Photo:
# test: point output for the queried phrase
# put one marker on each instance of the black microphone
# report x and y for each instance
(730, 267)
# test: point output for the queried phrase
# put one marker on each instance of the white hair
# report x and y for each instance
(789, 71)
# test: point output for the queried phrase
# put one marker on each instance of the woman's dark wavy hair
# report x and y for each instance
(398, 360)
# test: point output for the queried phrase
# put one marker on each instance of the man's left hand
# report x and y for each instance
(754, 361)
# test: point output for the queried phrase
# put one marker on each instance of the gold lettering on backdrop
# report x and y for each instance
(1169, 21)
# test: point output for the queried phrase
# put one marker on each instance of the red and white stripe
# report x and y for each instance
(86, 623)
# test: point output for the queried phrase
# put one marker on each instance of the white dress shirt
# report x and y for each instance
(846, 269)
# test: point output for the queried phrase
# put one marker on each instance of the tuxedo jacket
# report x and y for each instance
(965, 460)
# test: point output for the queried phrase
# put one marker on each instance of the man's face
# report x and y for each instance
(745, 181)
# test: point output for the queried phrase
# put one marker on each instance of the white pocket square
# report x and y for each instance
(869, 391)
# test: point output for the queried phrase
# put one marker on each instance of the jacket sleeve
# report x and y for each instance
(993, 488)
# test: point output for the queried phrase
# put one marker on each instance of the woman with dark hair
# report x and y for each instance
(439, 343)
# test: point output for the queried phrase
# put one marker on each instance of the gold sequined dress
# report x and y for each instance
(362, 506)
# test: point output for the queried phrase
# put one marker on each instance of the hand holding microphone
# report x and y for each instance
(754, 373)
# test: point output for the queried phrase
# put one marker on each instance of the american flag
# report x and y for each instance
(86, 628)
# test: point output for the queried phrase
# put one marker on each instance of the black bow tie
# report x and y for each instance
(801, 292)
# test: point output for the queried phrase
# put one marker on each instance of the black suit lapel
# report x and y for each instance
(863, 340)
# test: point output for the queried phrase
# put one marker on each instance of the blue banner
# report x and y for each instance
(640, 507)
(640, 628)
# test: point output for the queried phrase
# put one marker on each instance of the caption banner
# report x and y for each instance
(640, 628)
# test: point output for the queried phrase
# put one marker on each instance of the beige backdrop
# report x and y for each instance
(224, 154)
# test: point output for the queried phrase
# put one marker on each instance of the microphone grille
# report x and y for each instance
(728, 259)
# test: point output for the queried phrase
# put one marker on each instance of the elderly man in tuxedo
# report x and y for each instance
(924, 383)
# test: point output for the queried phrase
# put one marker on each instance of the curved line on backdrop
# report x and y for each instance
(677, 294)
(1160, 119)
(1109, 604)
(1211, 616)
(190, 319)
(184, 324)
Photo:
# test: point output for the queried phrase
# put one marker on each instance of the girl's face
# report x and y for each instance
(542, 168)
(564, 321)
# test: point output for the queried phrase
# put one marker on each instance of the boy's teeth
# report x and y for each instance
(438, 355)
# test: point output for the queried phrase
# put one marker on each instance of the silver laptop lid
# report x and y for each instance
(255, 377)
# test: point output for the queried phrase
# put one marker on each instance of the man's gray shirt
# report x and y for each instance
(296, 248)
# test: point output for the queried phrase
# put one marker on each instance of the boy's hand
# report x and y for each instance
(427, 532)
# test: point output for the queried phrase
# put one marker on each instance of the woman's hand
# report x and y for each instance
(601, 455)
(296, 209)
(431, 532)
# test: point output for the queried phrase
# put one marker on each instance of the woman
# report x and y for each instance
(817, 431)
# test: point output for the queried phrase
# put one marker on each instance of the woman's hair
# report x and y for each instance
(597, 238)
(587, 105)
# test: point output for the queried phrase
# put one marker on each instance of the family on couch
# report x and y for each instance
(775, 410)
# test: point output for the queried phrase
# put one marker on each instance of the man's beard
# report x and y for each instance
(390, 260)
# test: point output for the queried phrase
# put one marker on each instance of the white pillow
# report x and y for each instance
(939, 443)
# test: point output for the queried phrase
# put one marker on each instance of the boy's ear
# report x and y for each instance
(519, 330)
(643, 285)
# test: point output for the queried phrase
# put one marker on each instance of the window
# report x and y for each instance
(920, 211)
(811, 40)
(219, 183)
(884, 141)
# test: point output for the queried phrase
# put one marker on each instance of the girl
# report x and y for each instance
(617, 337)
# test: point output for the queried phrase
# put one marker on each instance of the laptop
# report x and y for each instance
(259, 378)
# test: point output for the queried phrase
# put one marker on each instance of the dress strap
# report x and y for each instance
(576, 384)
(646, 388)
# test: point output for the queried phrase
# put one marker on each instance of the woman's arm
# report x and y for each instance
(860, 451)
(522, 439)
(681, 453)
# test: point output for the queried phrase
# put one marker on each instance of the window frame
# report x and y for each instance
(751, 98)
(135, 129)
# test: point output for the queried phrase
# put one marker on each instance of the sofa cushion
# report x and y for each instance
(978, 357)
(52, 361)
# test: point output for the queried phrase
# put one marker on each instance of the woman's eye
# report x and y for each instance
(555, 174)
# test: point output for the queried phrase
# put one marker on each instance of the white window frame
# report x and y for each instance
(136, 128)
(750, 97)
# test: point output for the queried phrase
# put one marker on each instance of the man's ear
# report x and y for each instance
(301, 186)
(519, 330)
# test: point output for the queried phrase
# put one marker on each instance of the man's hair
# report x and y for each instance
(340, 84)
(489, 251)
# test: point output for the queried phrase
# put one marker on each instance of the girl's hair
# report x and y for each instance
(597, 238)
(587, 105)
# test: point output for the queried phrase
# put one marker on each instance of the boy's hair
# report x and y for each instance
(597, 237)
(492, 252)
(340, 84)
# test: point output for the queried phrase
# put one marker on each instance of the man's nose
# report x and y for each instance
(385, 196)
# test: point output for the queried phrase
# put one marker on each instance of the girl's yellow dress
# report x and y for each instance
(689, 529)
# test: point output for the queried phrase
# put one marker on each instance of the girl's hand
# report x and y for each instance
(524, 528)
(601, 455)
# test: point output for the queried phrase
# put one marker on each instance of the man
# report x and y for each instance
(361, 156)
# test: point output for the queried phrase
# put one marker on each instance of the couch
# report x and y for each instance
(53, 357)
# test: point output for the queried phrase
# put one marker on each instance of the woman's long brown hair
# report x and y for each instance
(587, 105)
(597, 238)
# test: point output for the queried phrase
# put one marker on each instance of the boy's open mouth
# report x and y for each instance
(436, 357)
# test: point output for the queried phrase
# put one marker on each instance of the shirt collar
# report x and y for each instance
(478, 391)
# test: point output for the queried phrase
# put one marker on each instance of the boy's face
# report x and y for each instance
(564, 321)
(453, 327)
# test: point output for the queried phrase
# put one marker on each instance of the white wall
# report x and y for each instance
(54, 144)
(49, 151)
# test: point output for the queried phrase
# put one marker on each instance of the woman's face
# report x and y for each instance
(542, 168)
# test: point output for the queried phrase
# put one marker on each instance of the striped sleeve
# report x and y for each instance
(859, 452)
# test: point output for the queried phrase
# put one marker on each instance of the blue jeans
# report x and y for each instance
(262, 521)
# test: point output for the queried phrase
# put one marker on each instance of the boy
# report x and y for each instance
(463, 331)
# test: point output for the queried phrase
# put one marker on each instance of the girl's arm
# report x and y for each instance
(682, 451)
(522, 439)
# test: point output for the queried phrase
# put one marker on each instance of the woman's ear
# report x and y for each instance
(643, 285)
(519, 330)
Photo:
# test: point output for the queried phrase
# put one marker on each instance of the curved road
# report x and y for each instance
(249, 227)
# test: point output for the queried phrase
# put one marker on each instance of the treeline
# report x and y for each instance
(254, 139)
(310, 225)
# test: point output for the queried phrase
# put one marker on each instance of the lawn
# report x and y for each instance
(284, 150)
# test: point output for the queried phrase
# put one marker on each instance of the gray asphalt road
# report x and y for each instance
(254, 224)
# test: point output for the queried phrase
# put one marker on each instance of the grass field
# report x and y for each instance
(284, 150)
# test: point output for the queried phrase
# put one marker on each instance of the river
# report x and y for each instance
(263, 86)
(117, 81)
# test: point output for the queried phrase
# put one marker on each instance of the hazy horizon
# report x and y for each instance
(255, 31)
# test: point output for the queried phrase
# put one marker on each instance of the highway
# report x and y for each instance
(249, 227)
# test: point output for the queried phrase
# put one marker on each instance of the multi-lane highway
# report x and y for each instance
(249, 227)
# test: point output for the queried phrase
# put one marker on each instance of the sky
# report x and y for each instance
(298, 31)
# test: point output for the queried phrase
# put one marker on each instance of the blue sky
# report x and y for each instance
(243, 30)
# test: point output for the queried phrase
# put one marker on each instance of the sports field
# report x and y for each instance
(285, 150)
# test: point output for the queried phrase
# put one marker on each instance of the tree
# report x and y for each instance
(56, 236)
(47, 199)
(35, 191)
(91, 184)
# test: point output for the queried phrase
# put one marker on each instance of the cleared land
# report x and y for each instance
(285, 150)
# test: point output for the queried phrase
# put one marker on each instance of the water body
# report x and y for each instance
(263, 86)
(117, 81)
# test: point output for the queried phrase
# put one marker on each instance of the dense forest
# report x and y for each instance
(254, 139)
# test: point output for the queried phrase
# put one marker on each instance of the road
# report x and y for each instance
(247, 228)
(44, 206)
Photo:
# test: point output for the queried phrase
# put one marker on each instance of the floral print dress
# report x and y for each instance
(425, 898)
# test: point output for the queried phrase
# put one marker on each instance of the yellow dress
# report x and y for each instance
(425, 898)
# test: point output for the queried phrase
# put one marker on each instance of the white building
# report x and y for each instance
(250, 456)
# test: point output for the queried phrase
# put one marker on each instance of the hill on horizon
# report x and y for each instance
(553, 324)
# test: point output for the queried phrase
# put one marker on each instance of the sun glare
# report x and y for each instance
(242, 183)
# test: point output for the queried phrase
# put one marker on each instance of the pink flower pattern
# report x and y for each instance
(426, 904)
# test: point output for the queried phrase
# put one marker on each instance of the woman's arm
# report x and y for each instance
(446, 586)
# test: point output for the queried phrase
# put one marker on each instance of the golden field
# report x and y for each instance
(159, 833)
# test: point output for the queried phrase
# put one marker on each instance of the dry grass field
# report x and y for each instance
○ ○ ○ ○ ○
> **AIM OF THE TASK**
Pull out every line of the data above that contains the word "black". Only matches with the same upper and lower case count.

> **FINAL RESULT**
# put one marker on each instance of the black microphone
# put one marker on each instance of the black bow tie
# put one marker on each instance of the black suit lapel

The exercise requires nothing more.